Written task: Output exactly, please, the lines of the records below from the one containing "the woman riding" through the final line.
■ ■ ■ ■ ■
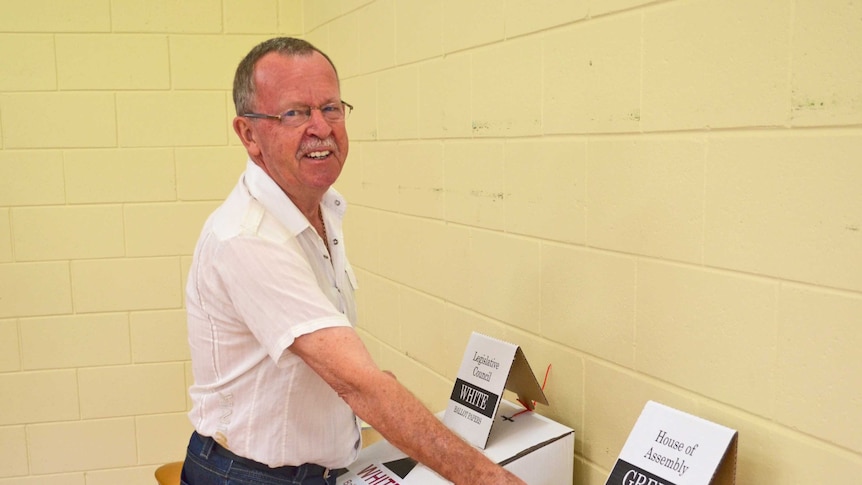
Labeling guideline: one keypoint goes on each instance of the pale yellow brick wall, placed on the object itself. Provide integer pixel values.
(660, 199)
(115, 144)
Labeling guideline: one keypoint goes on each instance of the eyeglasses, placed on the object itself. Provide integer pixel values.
(333, 112)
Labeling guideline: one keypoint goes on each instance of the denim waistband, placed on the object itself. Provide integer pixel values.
(204, 446)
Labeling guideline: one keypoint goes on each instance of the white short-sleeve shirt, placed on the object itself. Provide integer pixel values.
(261, 277)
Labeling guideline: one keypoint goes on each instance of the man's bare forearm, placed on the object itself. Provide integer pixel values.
(406, 423)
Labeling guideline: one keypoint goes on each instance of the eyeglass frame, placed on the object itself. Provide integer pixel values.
(306, 111)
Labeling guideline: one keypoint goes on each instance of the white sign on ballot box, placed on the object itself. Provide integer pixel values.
(533, 447)
(669, 447)
(489, 367)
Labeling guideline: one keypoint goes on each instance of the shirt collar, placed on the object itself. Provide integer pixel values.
(265, 190)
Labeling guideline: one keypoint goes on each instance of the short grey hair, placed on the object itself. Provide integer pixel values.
(243, 81)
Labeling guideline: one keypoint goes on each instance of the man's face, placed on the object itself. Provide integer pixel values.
(303, 160)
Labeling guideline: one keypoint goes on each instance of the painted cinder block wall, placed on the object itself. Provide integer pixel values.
(659, 199)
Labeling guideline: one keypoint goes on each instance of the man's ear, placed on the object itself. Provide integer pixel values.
(242, 127)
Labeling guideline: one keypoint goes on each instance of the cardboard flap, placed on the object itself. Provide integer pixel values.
(726, 472)
(523, 382)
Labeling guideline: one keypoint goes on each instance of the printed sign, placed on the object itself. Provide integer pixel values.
(489, 367)
(669, 447)
(390, 473)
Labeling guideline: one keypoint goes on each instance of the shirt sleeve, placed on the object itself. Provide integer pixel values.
(274, 291)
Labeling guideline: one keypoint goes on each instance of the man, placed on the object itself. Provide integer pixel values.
(280, 374)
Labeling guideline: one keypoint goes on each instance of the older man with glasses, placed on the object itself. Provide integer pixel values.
(280, 375)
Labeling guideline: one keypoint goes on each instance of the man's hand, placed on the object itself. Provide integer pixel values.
(340, 358)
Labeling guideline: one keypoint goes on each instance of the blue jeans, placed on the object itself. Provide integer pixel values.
(209, 464)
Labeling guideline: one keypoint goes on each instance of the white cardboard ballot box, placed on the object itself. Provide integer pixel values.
(537, 449)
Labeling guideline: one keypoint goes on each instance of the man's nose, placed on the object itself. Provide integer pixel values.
(317, 124)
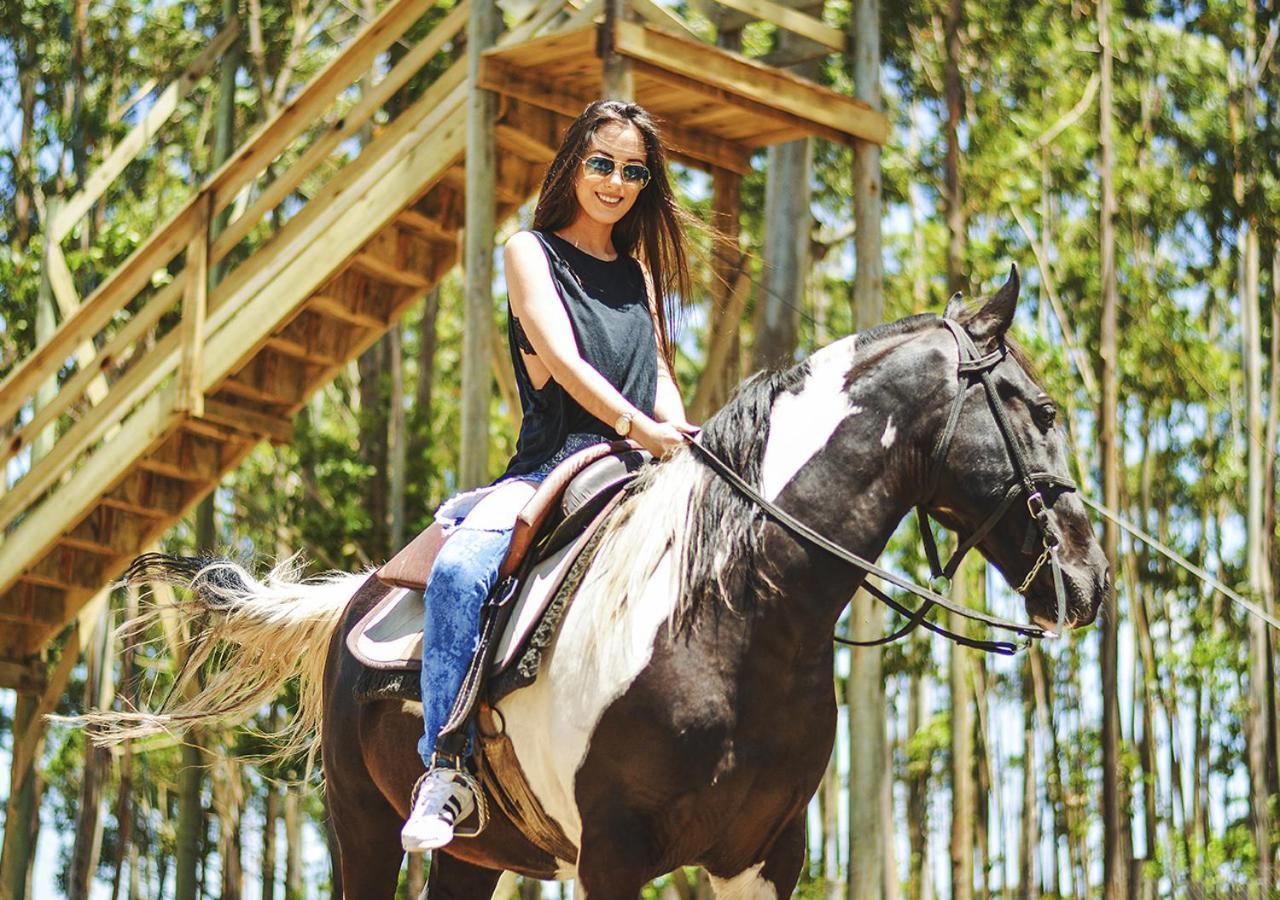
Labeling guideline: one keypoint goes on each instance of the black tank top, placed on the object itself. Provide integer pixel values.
(608, 309)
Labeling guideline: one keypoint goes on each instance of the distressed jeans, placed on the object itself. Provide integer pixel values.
(461, 578)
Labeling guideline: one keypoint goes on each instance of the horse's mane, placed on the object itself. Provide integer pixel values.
(714, 531)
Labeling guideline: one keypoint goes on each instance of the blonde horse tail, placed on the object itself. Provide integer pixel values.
(248, 638)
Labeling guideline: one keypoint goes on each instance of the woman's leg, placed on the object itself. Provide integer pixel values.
(461, 578)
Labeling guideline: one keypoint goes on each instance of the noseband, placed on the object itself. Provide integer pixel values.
(973, 366)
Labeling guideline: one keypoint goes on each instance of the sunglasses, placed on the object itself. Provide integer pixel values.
(603, 167)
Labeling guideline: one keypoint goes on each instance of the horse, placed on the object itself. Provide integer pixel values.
(685, 712)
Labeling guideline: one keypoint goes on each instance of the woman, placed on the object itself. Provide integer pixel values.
(590, 342)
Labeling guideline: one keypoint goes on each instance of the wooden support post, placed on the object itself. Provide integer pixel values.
(867, 814)
(731, 284)
(28, 736)
(195, 300)
(478, 251)
(618, 82)
(21, 811)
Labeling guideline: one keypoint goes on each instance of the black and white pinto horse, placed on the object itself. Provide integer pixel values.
(685, 713)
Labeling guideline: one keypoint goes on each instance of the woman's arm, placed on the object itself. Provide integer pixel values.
(536, 304)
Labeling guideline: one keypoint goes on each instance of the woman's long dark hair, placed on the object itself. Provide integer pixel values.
(654, 224)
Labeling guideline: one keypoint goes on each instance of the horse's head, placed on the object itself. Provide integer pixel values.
(977, 471)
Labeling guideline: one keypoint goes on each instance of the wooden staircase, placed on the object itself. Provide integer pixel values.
(165, 385)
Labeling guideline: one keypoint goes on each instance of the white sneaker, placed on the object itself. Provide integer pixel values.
(440, 800)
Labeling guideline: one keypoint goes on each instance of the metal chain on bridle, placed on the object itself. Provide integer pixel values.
(973, 368)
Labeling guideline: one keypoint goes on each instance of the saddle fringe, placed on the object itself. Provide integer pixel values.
(256, 634)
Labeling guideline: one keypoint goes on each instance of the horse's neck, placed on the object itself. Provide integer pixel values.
(854, 490)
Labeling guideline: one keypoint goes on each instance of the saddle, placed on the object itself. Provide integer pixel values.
(551, 533)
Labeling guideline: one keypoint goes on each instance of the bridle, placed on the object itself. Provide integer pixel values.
(973, 366)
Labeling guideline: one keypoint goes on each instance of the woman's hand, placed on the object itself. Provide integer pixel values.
(661, 438)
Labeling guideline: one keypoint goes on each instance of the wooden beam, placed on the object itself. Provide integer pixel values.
(307, 105)
(298, 351)
(123, 152)
(720, 95)
(108, 357)
(662, 18)
(344, 127)
(195, 309)
(360, 200)
(522, 145)
(387, 272)
(773, 88)
(426, 227)
(498, 73)
(366, 196)
(250, 421)
(336, 309)
(124, 506)
(131, 389)
(35, 603)
(147, 426)
(88, 319)
(24, 745)
(794, 21)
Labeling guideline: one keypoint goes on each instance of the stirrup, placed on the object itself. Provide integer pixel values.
(469, 781)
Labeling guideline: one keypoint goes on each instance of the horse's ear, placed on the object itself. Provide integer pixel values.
(995, 318)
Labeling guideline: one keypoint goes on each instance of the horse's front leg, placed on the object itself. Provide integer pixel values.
(452, 878)
(775, 876)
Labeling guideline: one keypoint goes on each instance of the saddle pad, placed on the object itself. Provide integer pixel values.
(389, 636)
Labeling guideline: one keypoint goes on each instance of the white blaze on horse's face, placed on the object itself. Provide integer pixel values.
(803, 423)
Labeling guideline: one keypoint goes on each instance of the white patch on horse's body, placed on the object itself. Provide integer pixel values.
(746, 885)
(890, 433)
(801, 423)
(604, 642)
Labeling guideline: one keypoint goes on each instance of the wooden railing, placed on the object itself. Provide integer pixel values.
(138, 336)
(146, 328)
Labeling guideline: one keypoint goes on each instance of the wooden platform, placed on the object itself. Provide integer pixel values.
(341, 272)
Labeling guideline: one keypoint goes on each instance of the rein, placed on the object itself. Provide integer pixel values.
(973, 366)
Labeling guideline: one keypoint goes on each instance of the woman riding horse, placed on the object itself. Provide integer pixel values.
(592, 346)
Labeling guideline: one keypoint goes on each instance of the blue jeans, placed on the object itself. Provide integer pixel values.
(461, 578)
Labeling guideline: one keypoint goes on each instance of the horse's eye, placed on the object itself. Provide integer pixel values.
(1046, 414)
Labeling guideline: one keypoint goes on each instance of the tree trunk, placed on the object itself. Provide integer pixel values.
■ ■ ■ ■ ■
Written solution:
Labeling guideline: one keypoint goes on each instance of the woman riding horse, placed on the object itself. Provide integer pixel values.
(592, 346)
Labeling guideline: one keypoint goes on each instance of the blue jeans, placed on the object itself. Provide integer pixel values.
(461, 578)
Labeling guideline: one keypoint goes on each instance of the horse's eye, placed on the object itself. Provide integer pixel values.
(1046, 414)
Labeling guideline: one keypoint goes on each instance of the tree trunk, placed on the object itself. Provide integer pixel values.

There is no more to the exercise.